START Dataset content

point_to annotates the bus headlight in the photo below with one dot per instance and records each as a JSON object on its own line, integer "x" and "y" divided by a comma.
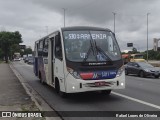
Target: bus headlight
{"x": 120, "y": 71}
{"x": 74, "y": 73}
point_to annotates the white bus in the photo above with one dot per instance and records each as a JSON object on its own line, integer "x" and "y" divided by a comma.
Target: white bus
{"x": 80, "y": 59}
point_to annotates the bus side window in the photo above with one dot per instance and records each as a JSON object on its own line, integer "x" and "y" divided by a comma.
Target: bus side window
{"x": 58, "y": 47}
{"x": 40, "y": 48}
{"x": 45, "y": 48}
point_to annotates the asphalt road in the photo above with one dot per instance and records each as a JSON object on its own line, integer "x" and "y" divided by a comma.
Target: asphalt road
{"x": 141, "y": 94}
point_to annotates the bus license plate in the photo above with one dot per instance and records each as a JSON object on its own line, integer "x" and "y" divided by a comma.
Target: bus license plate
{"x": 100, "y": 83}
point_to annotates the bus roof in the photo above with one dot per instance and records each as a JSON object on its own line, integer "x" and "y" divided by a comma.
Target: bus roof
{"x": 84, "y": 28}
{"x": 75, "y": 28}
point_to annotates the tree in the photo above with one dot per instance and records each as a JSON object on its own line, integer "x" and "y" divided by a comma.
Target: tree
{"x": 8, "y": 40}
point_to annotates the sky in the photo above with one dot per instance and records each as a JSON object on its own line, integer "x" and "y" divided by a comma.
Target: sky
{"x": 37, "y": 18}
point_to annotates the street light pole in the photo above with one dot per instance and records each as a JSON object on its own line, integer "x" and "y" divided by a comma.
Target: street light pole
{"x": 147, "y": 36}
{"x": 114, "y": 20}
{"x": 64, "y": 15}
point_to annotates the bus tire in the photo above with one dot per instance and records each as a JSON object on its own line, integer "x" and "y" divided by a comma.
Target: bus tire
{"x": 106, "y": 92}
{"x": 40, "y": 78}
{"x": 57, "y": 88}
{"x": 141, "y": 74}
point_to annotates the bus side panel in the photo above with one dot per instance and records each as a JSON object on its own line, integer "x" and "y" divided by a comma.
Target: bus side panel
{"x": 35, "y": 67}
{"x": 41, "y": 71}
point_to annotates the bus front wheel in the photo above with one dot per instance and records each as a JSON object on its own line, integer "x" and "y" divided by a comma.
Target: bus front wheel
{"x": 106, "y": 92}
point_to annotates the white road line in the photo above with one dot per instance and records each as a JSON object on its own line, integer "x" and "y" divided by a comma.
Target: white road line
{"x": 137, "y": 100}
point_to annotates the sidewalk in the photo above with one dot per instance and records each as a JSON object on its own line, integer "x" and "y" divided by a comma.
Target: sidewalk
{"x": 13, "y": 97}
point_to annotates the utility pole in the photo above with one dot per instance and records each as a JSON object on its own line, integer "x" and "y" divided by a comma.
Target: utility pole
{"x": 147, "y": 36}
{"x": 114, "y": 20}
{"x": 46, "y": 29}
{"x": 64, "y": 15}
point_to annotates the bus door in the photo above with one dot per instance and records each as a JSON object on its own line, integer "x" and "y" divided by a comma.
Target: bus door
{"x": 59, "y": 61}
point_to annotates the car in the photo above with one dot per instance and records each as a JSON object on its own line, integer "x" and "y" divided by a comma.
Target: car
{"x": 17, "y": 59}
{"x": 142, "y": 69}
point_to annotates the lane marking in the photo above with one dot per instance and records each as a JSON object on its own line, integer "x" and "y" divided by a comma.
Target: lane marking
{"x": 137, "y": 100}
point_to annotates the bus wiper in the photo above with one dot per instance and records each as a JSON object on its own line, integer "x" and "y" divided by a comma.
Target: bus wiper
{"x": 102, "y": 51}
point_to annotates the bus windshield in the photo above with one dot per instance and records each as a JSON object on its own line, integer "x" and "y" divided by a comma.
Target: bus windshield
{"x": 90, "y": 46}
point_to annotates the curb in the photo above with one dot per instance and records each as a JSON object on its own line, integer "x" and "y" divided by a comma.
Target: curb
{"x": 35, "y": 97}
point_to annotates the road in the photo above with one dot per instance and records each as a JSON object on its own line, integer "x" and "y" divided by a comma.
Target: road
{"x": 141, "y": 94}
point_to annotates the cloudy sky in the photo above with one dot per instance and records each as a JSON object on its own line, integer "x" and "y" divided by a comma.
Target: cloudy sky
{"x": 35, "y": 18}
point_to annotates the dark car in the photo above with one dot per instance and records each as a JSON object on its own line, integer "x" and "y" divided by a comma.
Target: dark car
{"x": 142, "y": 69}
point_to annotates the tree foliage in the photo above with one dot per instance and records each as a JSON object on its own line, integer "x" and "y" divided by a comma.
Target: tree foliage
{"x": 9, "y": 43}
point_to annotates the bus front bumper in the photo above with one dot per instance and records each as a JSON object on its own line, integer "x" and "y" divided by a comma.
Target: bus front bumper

END Dataset content

▶ [Exercise aim] Your task is to copy every line of the entries that contains the string "bumper".

▶ [Answer section]
point_to annotates the bus front bumper in the photo above with one dot per instance and records each as a JSON object on its own line, integer "x" and "y" divided by a comma.
Target: bus front bumper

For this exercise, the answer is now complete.